THINGS TO DO =
1. According to the OpenMPI page, who develops and maintains OpenMPI?
2. Continue the OpenMPI page from its final sentence onward.

OpenMPI

The OpenMPI Project is an open source Message Passing Interface implementation that is developed and maintained by a consortium of academic, research, and industry partners. OpenMPI is therefore able to combine the expertise, technologies, and resources from all across the High Performance Computing community in order to build the best MPI library available. OpenMPI offers advantages for system and software vendors, application developers and computer science researchers.

Versions

You can load a specific version using one of the following:

module load OpenMPI/3.1.1-GCC-7.3.0-2.30  # part of the foss-2018b toolchain
module load OpenMPI/3.1.3-GCC-8.2.0-2.31.1  # part of the foss-2019a toolchain
module load OpenMPI/3.1.3-gcccuda-2019a  # part of the fosscuda-2019a toolchain
module load OpenMPI/3.1.4-GCC-8.3.0  # part of the foss-2019b toolchain
module load OpenMPI/3.1.4-gcccuda-2019b  # part of the fosscuda-2019b toolchain

See here for a brief guide to the new features in OpenMPI 3.x and here for a detailed view of the changes between OpenMPI versions.

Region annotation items
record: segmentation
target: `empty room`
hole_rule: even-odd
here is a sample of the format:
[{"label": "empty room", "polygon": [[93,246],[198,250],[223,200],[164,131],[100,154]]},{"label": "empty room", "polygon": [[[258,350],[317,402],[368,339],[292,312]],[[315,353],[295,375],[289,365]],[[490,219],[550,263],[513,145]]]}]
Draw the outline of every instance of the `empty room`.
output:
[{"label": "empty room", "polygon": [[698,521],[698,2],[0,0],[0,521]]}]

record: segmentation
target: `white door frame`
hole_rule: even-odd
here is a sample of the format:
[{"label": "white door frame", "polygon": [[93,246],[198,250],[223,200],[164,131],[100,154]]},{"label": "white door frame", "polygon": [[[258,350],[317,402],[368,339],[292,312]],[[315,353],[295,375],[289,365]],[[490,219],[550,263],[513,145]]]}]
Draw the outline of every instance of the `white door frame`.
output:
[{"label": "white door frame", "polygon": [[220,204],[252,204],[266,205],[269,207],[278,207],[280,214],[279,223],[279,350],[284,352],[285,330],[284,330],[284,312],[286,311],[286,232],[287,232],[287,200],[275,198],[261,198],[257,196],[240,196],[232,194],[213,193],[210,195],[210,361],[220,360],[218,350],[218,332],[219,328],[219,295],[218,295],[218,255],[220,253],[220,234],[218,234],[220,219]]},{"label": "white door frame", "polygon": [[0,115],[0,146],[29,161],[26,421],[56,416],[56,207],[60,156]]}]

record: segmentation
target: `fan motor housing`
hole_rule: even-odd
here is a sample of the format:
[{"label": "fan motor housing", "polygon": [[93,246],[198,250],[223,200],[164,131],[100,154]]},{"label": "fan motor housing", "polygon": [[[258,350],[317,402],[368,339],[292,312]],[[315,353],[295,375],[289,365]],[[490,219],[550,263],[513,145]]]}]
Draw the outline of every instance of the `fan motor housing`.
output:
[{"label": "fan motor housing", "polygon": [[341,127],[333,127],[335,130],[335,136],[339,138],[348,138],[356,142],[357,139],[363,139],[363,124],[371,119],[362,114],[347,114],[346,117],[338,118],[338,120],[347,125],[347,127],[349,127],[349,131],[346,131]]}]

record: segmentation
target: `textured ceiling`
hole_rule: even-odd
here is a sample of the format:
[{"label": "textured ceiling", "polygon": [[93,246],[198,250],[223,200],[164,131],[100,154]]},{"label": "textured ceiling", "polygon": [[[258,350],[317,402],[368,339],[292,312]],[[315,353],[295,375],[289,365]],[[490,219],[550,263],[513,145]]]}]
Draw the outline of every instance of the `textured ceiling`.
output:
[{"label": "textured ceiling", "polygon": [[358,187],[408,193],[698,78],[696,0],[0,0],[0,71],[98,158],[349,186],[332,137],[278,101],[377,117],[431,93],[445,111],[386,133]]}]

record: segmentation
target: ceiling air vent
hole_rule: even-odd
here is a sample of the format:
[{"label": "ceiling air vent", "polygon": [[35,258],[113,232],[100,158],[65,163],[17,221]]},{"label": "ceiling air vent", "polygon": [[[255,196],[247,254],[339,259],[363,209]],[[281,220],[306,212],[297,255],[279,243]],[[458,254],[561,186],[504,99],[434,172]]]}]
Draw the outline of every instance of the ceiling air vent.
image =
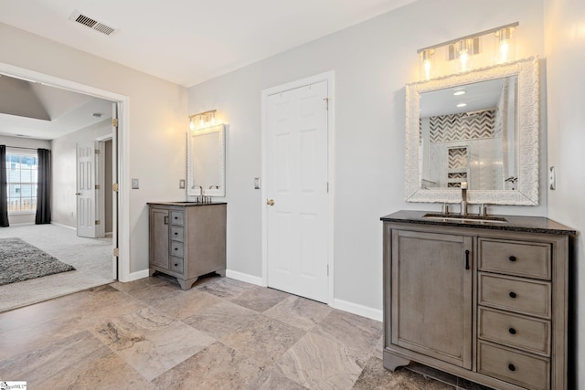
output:
[{"label": "ceiling air vent", "polygon": [[96,30],[104,34],[106,36],[111,36],[113,34],[116,29],[111,27],[110,26],[104,25],[103,23],[100,23],[95,19],[92,19],[90,16],[86,16],[79,11],[75,11],[71,16],[69,16],[69,20],[79,23],[80,25],[83,25],[87,27],[91,28],[92,30]]}]

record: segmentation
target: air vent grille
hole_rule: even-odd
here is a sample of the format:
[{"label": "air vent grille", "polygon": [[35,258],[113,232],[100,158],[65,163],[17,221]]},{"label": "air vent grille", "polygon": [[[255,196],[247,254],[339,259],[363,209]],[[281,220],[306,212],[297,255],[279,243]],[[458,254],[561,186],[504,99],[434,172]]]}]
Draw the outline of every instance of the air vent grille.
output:
[{"label": "air vent grille", "polygon": [[116,31],[115,28],[111,27],[110,26],[104,25],[103,23],[100,23],[90,16],[86,16],[85,15],[81,14],[79,11],[75,11],[69,17],[69,20],[72,20],[80,25],[88,26],[106,36],[110,36]]}]

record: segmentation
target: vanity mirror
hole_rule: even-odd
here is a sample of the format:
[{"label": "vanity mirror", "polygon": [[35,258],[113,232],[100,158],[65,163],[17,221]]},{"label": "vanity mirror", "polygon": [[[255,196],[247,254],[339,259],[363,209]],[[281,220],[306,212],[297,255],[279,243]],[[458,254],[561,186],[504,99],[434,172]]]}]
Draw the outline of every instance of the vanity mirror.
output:
[{"label": "vanity mirror", "polygon": [[225,132],[223,124],[187,132],[187,195],[226,195]]},{"label": "vanity mirror", "polygon": [[538,204],[538,59],[406,86],[406,200]]}]

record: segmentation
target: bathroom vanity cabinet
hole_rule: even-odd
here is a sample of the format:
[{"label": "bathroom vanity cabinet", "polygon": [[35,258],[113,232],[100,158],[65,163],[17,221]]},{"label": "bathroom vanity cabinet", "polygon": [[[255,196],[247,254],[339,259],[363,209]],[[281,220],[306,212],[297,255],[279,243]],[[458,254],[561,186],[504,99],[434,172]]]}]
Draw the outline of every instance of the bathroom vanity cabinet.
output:
[{"label": "bathroom vanity cabinet", "polygon": [[149,271],[176,278],[183,290],[211,272],[226,275],[225,203],[149,203]]},{"label": "bathroom vanity cabinet", "polygon": [[384,366],[497,389],[567,388],[569,237],[542,217],[384,222]]}]

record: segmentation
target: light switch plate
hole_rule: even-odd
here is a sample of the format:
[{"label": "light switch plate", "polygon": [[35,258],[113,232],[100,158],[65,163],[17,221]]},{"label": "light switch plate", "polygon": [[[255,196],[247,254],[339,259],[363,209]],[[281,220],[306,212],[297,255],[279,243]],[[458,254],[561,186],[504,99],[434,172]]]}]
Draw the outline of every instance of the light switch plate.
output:
[{"label": "light switch plate", "polygon": [[554,166],[548,168],[548,185],[551,190],[557,188],[557,173],[555,172]]}]

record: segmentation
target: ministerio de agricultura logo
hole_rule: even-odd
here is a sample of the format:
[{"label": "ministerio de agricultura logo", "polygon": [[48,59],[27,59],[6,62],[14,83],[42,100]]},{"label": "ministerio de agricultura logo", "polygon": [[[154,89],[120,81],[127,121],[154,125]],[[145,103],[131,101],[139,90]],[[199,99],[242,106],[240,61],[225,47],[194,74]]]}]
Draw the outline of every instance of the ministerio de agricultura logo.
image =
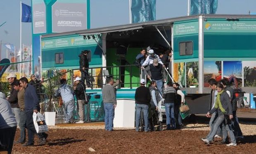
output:
[{"label": "ministerio de agricultura logo", "polygon": [[204,27],[206,30],[210,30],[211,27],[211,23],[207,23],[205,24],[205,25],[204,25]]}]

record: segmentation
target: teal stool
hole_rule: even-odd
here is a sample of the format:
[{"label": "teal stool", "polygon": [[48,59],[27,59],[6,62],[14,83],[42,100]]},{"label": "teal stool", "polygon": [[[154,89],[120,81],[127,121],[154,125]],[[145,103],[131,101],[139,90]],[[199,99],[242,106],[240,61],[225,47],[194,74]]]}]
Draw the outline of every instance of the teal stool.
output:
[{"label": "teal stool", "polygon": [[[97,99],[98,100],[100,100],[100,95],[99,94],[95,94],[95,95],[94,95],[94,96],[93,97],[96,100],[97,100]],[[92,106],[93,106],[93,108],[94,108],[94,121],[95,122],[96,121],[96,107],[97,108],[97,109],[99,110],[99,116],[100,117],[100,119],[101,119],[101,116],[100,116],[101,115],[101,109],[100,108],[100,106],[99,105],[99,101],[90,101],[90,111],[92,111]]]}]

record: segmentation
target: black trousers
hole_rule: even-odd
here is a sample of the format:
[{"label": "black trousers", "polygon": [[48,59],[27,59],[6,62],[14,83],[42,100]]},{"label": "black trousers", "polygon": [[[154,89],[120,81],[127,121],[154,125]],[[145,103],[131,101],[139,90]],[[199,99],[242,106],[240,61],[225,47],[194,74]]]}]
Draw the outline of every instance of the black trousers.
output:
[{"label": "black trousers", "polygon": [[82,82],[83,83],[85,83],[85,80],[86,80],[86,85],[87,87],[90,87],[91,86],[91,82],[90,80],[90,76],[89,74],[89,73],[88,72],[88,69],[85,69],[85,70],[83,71],[83,69],[80,69],[80,71],[81,71],[81,78]]},{"label": "black trousers", "polygon": [[0,149],[7,150],[8,154],[12,153],[14,137],[15,136],[17,126],[0,129]]},{"label": "black trousers", "polygon": [[232,125],[234,129],[234,135],[235,135],[235,137],[236,138],[243,135],[242,131],[239,126],[239,124],[236,120],[237,118],[237,111],[233,111],[233,119],[232,119]]}]

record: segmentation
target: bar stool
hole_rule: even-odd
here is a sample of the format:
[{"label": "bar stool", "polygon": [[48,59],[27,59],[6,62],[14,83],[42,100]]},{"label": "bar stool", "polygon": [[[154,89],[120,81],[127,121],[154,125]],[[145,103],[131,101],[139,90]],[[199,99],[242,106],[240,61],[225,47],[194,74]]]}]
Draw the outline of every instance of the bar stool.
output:
[{"label": "bar stool", "polygon": [[[97,99],[99,99],[100,98],[100,95],[99,94],[95,94],[94,95],[93,97],[96,100]],[[90,106],[90,112],[92,110],[92,107],[93,106],[94,108],[94,121],[96,121],[96,107],[97,107],[98,110],[99,110],[99,116],[100,117],[100,119],[101,119],[101,113],[100,112],[101,109],[100,108],[100,106],[99,105],[99,101],[90,101],[91,105]]]}]

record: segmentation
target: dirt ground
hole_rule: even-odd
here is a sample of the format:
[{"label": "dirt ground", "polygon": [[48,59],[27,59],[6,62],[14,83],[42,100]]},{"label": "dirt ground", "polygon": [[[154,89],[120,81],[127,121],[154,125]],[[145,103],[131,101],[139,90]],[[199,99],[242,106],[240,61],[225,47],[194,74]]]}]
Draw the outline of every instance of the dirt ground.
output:
[{"label": "dirt ground", "polygon": [[[204,125],[195,127],[205,127]],[[207,145],[201,138],[205,137],[208,131],[186,128],[150,133],[136,132],[134,129],[109,132],[104,129],[50,129],[45,144],[38,145],[38,138],[35,136],[36,146],[24,147],[14,145],[12,153],[256,154],[255,130],[251,135],[245,135],[243,141],[238,141],[237,146],[228,147],[218,145],[219,139]],[[17,129],[15,140],[19,133]],[[95,152],[89,151],[90,147]]]}]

PER-TASK OUTPUTS =
1. A consortium of academic, research, and industry partners.

2.
Example

Consider the following source code (hello.c):

#include <mpi.h>
#include <stdio.h>

int main(int argc, char** argv) {
    // Initialize the MPI environment
    MPI_Init(NULL, NULL);

    // Get the number of processes
    int world_size;
    MPI_Comm_size(MPI_COMM_WORLD, &world_size);

    // Get the rank of the process
    int world_rank;
    MPI_Comm_rank(MPI_COMM_WORLD, &world_rank);

    // Get the name of the processor
    char processor_name[MPI_MAX_PROCESSOR_NAME];
    int name_len;
    MPI_Get_processor_name(processor_name, &name_len);

    // Print off a hello world message
    printf("Hello world from processor %s, rank %d out of %d processors\n",
           processor_name, world_rank, world_size);

    // Finalize the MPI environment.
    MPI_Finalize();
}

MPI_COMM_WORLD (which is constructed for us by MPI) encloses all of the processes in the job, so this call should return the amount of processes that were requested for the job.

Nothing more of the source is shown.